Exercise material start
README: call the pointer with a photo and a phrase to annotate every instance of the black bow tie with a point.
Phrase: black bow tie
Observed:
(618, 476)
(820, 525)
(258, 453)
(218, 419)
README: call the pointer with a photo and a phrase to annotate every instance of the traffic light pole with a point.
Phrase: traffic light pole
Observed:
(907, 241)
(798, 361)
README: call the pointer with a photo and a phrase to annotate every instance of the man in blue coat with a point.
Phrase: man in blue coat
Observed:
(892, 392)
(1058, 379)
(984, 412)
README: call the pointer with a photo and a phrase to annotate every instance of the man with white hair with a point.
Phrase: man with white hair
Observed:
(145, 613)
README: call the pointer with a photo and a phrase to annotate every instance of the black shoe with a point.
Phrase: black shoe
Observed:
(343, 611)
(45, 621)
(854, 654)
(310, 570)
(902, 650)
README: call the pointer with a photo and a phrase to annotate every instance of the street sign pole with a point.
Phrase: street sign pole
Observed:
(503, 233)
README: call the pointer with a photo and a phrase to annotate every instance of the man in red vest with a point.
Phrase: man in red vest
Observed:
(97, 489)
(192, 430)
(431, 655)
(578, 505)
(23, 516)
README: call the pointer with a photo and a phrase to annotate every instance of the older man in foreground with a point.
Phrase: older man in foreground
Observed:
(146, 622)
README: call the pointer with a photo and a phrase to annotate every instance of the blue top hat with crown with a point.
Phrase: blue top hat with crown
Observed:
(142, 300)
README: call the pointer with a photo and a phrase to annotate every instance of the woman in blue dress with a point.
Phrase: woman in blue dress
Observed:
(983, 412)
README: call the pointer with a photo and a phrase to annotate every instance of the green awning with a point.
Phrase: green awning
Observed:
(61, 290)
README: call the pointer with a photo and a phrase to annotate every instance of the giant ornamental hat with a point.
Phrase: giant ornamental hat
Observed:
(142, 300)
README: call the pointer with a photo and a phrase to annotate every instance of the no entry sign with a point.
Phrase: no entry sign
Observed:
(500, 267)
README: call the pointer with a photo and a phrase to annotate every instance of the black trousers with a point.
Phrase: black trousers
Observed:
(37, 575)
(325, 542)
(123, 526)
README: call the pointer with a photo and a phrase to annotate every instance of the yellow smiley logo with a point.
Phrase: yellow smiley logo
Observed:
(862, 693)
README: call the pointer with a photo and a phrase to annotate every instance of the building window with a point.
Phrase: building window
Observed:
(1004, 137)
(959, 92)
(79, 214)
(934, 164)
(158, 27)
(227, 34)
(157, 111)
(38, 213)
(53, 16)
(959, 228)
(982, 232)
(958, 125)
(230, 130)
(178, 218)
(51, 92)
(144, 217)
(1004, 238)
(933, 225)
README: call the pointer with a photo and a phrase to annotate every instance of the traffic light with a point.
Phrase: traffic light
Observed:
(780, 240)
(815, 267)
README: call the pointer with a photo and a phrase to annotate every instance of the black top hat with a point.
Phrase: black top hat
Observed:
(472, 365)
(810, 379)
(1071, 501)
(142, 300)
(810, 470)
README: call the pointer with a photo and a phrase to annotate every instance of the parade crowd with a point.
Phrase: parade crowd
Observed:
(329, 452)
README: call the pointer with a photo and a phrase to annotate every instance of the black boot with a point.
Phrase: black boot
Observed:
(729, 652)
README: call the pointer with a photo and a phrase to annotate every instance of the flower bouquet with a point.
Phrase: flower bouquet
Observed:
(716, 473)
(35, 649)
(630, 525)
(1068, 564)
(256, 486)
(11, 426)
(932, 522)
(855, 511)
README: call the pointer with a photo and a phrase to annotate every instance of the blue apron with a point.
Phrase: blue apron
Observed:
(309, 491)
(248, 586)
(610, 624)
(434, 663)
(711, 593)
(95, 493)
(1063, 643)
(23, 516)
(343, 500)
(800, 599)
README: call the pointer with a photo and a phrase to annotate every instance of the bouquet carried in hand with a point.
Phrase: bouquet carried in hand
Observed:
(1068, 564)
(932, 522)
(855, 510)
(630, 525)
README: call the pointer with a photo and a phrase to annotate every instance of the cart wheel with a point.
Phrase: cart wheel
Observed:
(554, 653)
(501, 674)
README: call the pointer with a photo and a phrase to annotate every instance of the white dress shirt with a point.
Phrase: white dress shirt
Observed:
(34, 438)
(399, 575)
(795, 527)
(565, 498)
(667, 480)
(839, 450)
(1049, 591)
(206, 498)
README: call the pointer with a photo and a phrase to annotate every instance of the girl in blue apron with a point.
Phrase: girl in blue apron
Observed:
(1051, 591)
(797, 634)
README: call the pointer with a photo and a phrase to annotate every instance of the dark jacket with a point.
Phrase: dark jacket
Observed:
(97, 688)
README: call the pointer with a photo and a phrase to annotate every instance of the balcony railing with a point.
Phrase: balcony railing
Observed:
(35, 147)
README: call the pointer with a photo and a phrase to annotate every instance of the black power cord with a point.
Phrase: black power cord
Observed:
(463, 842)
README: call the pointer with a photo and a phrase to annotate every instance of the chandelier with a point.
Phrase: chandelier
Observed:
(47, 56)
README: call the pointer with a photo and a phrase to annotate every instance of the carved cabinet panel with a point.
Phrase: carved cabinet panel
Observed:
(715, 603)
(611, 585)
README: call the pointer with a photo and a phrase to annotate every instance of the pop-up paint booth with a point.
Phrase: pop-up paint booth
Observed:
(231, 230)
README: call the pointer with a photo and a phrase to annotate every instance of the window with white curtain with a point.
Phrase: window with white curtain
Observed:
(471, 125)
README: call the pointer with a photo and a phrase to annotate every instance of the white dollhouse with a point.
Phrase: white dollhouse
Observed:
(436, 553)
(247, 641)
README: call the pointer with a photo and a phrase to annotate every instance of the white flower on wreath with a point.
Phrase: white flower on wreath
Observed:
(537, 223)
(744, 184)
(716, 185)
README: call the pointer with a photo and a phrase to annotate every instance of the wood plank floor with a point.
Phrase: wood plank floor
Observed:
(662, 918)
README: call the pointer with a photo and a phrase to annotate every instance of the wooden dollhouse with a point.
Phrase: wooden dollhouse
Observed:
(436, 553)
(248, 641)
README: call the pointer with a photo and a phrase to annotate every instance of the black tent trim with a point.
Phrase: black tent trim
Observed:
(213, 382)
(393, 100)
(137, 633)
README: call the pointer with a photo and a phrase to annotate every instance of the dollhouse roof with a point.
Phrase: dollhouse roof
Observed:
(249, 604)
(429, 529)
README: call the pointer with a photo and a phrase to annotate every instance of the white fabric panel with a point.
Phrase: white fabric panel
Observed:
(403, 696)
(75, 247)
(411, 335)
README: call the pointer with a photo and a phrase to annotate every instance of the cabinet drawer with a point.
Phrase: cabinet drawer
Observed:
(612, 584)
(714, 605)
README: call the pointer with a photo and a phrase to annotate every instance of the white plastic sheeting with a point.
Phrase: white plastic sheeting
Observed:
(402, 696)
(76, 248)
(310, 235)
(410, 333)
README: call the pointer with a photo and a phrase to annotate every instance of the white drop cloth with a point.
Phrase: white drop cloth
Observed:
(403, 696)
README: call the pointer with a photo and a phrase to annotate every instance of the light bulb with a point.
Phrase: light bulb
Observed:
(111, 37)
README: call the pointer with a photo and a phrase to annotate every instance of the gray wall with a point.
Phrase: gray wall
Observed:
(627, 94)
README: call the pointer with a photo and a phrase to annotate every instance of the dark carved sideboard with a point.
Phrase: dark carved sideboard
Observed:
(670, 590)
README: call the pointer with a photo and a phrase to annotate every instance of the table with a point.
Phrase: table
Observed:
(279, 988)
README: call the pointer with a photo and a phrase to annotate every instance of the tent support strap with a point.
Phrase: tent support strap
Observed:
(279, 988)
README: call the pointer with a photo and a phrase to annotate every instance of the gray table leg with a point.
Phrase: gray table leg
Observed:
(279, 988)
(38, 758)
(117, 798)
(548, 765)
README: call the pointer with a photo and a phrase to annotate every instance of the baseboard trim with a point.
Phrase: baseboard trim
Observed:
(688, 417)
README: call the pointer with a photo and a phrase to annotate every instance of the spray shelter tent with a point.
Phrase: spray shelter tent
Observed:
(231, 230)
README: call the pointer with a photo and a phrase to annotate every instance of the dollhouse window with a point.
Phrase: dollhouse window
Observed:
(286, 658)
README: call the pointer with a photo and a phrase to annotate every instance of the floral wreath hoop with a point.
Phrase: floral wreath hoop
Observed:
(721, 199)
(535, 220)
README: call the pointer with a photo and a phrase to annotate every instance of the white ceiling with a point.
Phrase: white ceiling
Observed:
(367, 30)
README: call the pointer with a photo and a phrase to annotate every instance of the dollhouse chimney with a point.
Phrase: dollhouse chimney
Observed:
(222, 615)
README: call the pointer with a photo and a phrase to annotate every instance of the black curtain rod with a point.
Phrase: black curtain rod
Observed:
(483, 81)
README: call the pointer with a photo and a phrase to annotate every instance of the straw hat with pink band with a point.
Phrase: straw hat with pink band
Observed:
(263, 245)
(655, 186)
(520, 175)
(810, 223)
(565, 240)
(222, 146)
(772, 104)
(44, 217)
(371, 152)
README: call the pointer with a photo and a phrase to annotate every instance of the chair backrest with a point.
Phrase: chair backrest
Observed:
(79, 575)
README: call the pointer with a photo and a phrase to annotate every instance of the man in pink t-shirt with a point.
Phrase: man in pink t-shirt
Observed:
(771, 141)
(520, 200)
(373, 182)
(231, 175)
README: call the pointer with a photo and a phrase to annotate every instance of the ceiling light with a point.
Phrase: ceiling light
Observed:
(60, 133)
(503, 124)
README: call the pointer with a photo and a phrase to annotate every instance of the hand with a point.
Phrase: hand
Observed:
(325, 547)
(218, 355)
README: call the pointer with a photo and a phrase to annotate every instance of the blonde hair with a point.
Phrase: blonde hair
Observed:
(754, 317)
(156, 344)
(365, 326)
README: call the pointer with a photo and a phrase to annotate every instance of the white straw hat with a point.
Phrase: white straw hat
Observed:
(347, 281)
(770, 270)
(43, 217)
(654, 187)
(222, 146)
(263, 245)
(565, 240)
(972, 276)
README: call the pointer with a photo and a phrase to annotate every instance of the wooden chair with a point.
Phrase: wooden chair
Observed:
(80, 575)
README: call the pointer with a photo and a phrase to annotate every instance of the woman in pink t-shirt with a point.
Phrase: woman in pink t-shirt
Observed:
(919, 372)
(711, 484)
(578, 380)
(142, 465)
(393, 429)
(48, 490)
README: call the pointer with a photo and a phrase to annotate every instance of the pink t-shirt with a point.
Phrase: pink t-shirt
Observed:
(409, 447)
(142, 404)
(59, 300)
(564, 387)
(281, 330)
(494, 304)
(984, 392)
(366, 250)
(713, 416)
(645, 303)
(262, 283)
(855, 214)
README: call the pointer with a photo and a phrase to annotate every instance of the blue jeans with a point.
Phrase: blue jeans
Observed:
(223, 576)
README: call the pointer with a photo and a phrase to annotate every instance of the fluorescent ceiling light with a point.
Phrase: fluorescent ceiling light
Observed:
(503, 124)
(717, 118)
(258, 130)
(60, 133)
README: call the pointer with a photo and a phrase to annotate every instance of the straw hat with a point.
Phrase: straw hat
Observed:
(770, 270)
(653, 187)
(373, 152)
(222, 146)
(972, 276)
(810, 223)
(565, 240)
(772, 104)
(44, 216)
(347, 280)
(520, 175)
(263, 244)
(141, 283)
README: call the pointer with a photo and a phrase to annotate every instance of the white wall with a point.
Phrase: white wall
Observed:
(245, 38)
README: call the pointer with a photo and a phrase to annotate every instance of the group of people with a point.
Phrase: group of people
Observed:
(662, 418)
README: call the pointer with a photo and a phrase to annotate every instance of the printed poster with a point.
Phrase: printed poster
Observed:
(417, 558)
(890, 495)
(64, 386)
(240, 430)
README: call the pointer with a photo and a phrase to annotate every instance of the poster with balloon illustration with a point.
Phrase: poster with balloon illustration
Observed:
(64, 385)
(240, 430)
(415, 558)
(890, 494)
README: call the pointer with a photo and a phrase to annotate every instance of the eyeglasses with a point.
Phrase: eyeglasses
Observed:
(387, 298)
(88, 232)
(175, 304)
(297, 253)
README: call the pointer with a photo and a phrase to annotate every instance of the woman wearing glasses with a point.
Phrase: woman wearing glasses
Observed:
Exercise material end
Switch "Observed" to "Result" in the lines of the listing from the one containing "illustration with a point." through the end of the listing, inclusive. Reproduce those lines with nothing else changed.

README: call the pointer with a photo and a phrase to annotate every instance of the poster with balloon illustration with a point.
Phrase: poster with balloon illustration
Result:
(64, 385)
(240, 430)
(415, 558)
(890, 494)
README: call the pointer with a photo and a phrase to annotate every instance of the eyeglasses with a point.
Phrase: eyeglasses
Result:
(387, 298)
(88, 232)
(175, 304)
(297, 253)
README: call the pointer with a photo and a phrase to annotate every instance of the woman wearing glasses with a point.
Phrase: woman wearing glasses
Result:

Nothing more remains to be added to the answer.